* RECORD LIST
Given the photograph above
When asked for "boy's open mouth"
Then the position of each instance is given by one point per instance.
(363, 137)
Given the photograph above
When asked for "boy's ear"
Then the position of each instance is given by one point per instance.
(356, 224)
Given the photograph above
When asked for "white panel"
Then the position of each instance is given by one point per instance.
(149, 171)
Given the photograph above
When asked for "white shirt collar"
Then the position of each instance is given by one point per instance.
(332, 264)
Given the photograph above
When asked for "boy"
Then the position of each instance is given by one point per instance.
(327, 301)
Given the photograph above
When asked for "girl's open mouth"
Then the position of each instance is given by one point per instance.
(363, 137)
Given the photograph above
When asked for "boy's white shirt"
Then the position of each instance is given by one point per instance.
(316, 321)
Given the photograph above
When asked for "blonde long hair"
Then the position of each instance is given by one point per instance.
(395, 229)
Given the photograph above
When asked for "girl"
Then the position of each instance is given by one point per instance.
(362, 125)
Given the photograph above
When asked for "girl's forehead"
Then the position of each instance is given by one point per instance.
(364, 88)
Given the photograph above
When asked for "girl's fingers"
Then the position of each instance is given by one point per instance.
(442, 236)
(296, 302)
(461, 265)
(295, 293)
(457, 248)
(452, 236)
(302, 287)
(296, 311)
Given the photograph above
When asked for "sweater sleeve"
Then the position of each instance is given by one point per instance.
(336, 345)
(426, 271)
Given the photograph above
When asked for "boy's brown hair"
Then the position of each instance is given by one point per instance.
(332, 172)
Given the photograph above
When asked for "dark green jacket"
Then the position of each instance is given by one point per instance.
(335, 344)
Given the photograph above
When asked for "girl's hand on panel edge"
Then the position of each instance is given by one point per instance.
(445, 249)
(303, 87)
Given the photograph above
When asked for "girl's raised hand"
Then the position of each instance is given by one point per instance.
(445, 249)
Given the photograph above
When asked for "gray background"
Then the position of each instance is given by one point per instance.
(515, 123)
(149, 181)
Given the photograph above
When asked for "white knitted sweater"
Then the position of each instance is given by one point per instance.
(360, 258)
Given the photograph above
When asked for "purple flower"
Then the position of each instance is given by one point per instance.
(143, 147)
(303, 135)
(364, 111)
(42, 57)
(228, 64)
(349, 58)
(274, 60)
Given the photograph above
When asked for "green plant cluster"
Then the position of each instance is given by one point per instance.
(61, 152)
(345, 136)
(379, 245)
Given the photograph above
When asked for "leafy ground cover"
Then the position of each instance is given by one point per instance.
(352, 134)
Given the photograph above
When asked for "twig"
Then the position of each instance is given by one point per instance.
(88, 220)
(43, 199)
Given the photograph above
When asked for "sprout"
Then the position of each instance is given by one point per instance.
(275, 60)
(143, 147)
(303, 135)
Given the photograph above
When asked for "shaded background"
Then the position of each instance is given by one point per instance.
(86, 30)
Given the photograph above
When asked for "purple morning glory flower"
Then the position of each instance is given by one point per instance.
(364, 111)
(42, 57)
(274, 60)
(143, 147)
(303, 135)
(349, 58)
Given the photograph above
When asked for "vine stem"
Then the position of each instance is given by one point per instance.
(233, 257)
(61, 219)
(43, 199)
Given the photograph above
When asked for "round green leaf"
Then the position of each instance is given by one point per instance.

* REQUIRED TASK
Repeat the entries shown above, every one, word for word.

* SOLUTION
Given the photograph above
When asked for "boy's open mouth"
Then the position of each instance is given by one point per instance.
(363, 137)
Given the photograph above
When asked for "boy's ear"
Then the position of each instance is given by one point per instance.
(356, 224)
Given the photograph above
When asked for "white panel"
Then the position of each instance is given by one point per instance.
(149, 171)
Given the photograph above
When asked for "white shirt collar"
Then the position of each instance is given by one point per instance.
(332, 264)
Given the photograph above
When asked for "boy"
Then the position of each instance is given by one point per instance.
(327, 301)
Given the photograph above
When asked for "girl's open mouth"
Then the position of each instance is given by one point per instance.
(363, 137)
Given the photograph above
When asked for "boy's white shirt"
Then the position of each instance is given by one point per instance.
(316, 321)
Given the photograph above
When asked for "blonde long hair"
Then the position of each instance is given by one point per instance.
(395, 229)
Given the photograph above
When asked for "girl"
Then the position of each instance is given by one point per instance.
(362, 125)
Given the photograph above
When asked for "girl's forehead"
Then the position of each instance is given by one point per instance.
(364, 88)
Given the photograph above
When asked for "girl's fingers"
Then the position of each instance is given by one point per instance.
(442, 236)
(296, 302)
(461, 265)
(295, 293)
(457, 248)
(452, 236)
(302, 287)
(296, 311)
Given the photograph above
When asked for "sweater sleeve"
Then the position of each instance is given by one point per instance.
(336, 345)
(426, 271)
Given the photograph above
When asked for "boy's brown hair"
Then the position of each instance is given by one point per instance.
(332, 172)
Given the photograph above
When asked for "dark green jacket"
Then the position of each instance is given by one point per instance.
(335, 344)
Given the photograph above
When asked for "girl's hand on panel edge"
Then the position of each instance is given by one point per instance.
(445, 249)
(303, 87)
Given the photograph above
When asked for "girl's raised hand"
Then the position of each instance is given by one point per instance.
(445, 249)
Given the photograph above
When asked for "gray background"
Then the position of each instance is given by one point per instance.
(515, 123)
(149, 181)
Given the photograph above
When asked for "white knitted sweater"
Then the position of each instance is given by one point per instance.
(360, 258)
Given the photograph above
When asked for "purple flower"
Then the position of each instance is given by one point per instance.
(143, 147)
(303, 135)
(364, 111)
(42, 57)
(228, 64)
(349, 58)
(274, 60)
Given the photograph above
When asked for "green plant cluster"
Then the position of each instance is given by one point per instance.
(61, 152)
(345, 136)
(379, 245)
Given the photograph above
When asked for "leafy ground cover"
Then the position of each instance is given by one point per instance.
(352, 134)
Given the photograph above
When asked for "twig"
Then the position of each instance is given by one point per instance.
(88, 220)
(43, 199)
Given the photograph above
When asked for "sprout"
Then the position of each instance is given by one point per instance.
(275, 60)
(143, 147)
(303, 135)
Given the photograph above
When asked for "shaded background"
Then the position of each instance is given by one point per instance.
(86, 30)
Given the photograph above
When asked for "purple morning glory flower"
Then the position of each instance is given by one point per instance.
(364, 111)
(42, 57)
(274, 60)
(143, 147)
(303, 135)
(349, 58)
Given the photograph above
When asked for "vine stem"
Then the position of each instance is given by one point per instance.
(233, 257)
(61, 219)
(43, 199)
Given the photograph above
When asked for "round green leaf"
Then the position of each instance is given by one point per instance.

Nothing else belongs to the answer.